● **Task details**
In the listing below, find the line holding "Phrase: distant mountain range" and the line holding "Phrase: ice cave". Write out those two lines and all lines between, exactly, and nothing more.

● **Data provided**
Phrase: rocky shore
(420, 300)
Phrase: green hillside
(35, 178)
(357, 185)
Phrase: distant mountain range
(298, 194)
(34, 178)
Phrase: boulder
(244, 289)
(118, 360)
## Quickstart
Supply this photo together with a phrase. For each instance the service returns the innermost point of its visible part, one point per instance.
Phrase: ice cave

==

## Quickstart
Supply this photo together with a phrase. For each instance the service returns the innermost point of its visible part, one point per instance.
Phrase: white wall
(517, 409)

● **Solution for this problem**
Phrase: distant mountain range
(298, 194)
(34, 178)
Phrase: boulder
(244, 289)
(118, 360)
## Quickstart
Supply this photo together with a phrase. For each instance the service returns the innermost point of its visible part, one point per instance.
Phrase: ice cave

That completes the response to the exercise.